--- begin DATA FOR PROCESSING ---

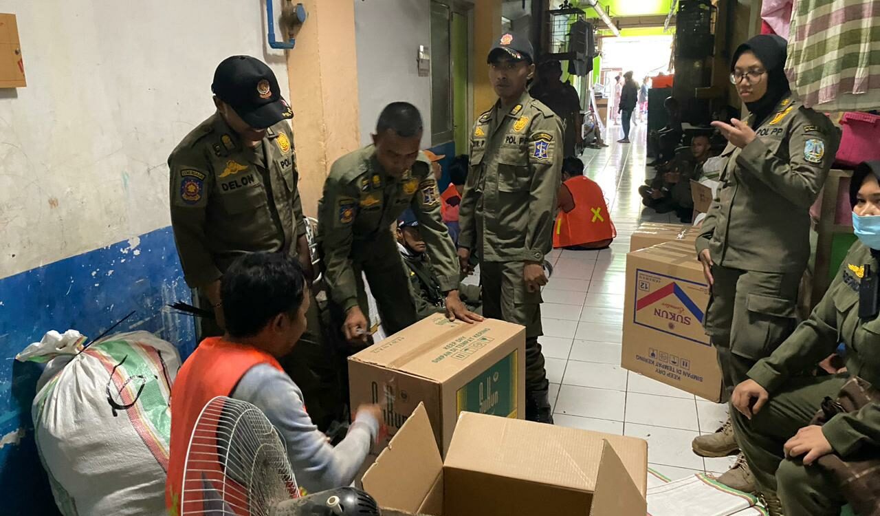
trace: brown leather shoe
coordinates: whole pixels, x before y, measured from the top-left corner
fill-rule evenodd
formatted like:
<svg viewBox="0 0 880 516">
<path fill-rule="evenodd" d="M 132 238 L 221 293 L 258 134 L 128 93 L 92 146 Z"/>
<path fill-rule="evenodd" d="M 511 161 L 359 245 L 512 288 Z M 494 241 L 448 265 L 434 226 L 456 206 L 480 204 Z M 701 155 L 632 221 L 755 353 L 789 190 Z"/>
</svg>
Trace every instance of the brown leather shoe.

--- end DATA FOR PROCESSING ---

Above are records to transcribe exactly; leave their pictures out.

trace: brown leather shoe
coordinates: whole pixels, x before y, measured from the top-left corner
fill-rule evenodd
formatted like:
<svg viewBox="0 0 880 516">
<path fill-rule="evenodd" d="M 132 238 L 221 293 L 258 134 L 128 93 L 92 146 Z"/>
<path fill-rule="evenodd" d="M 511 161 L 359 245 L 512 288 Z M 494 241 L 448 265 L 434 226 L 456 206 L 480 204 Z M 701 155 L 632 221 L 755 353 L 789 190 Z"/>
</svg>
Trace every instance of the brown leather shoe.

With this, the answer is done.